===== Dataset extract

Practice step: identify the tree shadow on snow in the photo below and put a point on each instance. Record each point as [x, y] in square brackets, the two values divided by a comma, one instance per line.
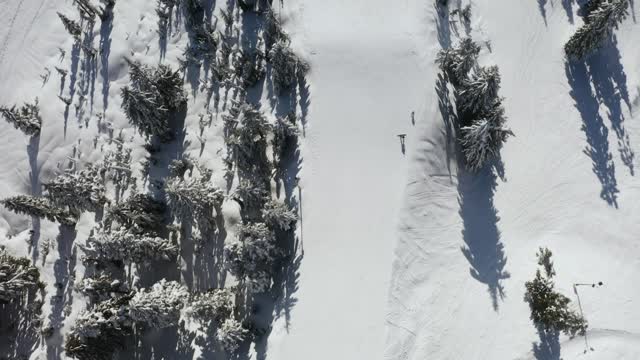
[20, 321]
[610, 84]
[61, 301]
[595, 131]
[548, 348]
[483, 248]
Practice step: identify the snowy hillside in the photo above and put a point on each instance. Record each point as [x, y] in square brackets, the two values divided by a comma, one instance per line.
[329, 207]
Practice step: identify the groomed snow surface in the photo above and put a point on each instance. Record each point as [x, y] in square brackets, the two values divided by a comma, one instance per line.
[404, 256]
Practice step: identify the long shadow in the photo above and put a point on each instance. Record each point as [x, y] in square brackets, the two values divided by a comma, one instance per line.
[543, 11]
[483, 247]
[548, 348]
[595, 130]
[568, 8]
[443, 26]
[610, 83]
[19, 325]
[105, 50]
[63, 268]
[34, 178]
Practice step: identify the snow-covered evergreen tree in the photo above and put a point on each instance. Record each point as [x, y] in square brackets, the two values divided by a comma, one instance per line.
[193, 198]
[252, 254]
[26, 118]
[213, 305]
[153, 94]
[102, 287]
[286, 66]
[484, 138]
[285, 135]
[457, 62]
[278, 215]
[230, 334]
[480, 91]
[549, 308]
[246, 132]
[598, 26]
[120, 245]
[97, 333]
[80, 191]
[140, 213]
[17, 276]
[38, 207]
[71, 26]
[159, 306]
[250, 194]
[145, 112]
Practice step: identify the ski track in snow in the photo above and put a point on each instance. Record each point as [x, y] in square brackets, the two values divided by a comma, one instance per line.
[3, 48]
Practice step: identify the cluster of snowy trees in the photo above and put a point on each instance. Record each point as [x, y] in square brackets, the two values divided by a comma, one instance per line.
[26, 118]
[65, 197]
[153, 95]
[601, 18]
[17, 277]
[481, 115]
[39, 207]
[549, 308]
[98, 332]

==========

▸ What the exercise asks
Output only the lines from the one that contains "Practice step: identify the cluster" through the last line of the data above, each restated exactly.

▸ Finished exercise
Practice step: identify the cluster of snowy trees in the photo above and put a point on each instance. Record each point as [x, y] in square brackets, the two values divided by a comma, one instance per line.
[26, 118]
[65, 197]
[153, 95]
[601, 18]
[17, 277]
[481, 115]
[39, 207]
[549, 308]
[98, 332]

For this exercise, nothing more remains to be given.